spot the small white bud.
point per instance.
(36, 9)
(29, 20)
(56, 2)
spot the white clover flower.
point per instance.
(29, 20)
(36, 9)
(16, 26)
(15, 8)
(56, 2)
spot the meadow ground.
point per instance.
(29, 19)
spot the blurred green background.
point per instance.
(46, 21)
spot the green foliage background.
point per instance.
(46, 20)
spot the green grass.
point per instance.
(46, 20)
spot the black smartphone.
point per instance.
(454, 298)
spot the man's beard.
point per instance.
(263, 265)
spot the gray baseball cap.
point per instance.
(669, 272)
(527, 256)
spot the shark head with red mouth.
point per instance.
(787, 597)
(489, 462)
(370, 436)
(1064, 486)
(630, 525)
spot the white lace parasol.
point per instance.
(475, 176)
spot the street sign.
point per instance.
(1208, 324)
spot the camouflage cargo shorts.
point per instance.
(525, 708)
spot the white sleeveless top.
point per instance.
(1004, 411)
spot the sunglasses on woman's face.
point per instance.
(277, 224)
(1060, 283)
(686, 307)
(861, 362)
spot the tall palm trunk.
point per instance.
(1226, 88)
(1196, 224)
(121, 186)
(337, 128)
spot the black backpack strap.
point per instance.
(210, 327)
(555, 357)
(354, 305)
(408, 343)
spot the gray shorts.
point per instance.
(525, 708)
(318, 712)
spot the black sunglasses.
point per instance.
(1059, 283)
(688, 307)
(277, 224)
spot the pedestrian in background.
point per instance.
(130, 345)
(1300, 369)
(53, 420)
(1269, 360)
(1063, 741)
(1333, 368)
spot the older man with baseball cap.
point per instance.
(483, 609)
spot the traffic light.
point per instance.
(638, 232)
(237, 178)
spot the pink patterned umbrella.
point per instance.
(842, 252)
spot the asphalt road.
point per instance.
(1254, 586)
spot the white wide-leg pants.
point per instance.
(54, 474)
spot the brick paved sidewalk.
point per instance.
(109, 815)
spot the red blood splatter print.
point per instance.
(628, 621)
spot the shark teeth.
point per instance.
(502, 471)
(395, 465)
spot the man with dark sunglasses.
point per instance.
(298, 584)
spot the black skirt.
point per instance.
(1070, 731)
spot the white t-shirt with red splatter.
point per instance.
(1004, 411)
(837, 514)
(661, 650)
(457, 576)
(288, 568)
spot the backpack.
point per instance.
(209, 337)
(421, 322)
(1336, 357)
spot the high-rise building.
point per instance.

======

■ What is asked ■
Write out every one of the entries above again, word for word, with nothing changed.

■ Task response ■
spot the small white bud.
point per instance.
(36, 9)
(29, 20)
(56, 2)
spot the white clover flower.
point per instance.
(29, 20)
(36, 9)
(16, 26)
(15, 8)
(56, 2)
spot the meadow ground.
point per instance.
(29, 19)
spot the blurred green background.
point per instance.
(46, 21)
spot the green foliage background.
point per instance.
(46, 20)
spot the green grass.
point per instance.
(46, 20)
spot the black smartphone.
point per instance.
(454, 298)
spot the man's beard.
point per instance.
(263, 265)
spot the gray baseball cap.
point per instance.
(669, 272)
(527, 256)
spot the shark head with red mouth.
point per instance.
(787, 597)
(489, 462)
(370, 436)
(1064, 486)
(630, 525)
spot the white lace parasol.
point per instance.
(475, 176)
spot the street sign.
point per instance.
(1208, 324)
spot the camouflage cargo shorts.
point per instance.
(525, 708)
spot the white sleeveless top.
point per instance.
(1004, 411)
spot the sunglasses on woman's face.
point per instance.
(277, 224)
(1060, 283)
(686, 307)
(861, 362)
spot the tall palm trunk.
point per instance.
(1226, 88)
(1196, 224)
(121, 186)
(337, 128)
spot the black backpack strap.
point per instance.
(210, 327)
(555, 357)
(354, 305)
(408, 343)
spot the gray shorts.
point per instance.
(525, 708)
(318, 712)
spot the black sunglasses.
point per instance.
(1059, 283)
(688, 307)
(277, 224)
spot the pedestrian in background.
point per instance.
(130, 345)
(1300, 369)
(53, 420)
(1269, 360)
(1063, 741)
(1333, 368)
spot the older man with baseball cap.
point per instance.
(483, 609)
spot the traffic light.
point per instance.
(638, 232)
(237, 178)
spot the pink patterned umbrella.
point per instance.
(842, 252)
spot the asphalt road.
point per instance.
(1254, 586)
spot the white wide-leg pants.
point per instance.
(54, 474)
spot the brick paved sidewalk.
point per instance.
(109, 815)
spot the red blood splatter print.
point per instance.
(628, 621)
spot the shark teeth.
point per instance.
(502, 471)
(395, 465)
spot the man with dark sunglasses.
point per instance.
(298, 584)
spot the black skirt.
point per instance.
(1070, 731)
spot the white t-shirt with red splatter.
point per instance.
(1004, 411)
(837, 514)
(661, 650)
(457, 576)
(288, 568)
spot the backpack.
point per instance.
(209, 337)
(421, 322)
(1336, 357)
spot the high-rise building.
point per instance.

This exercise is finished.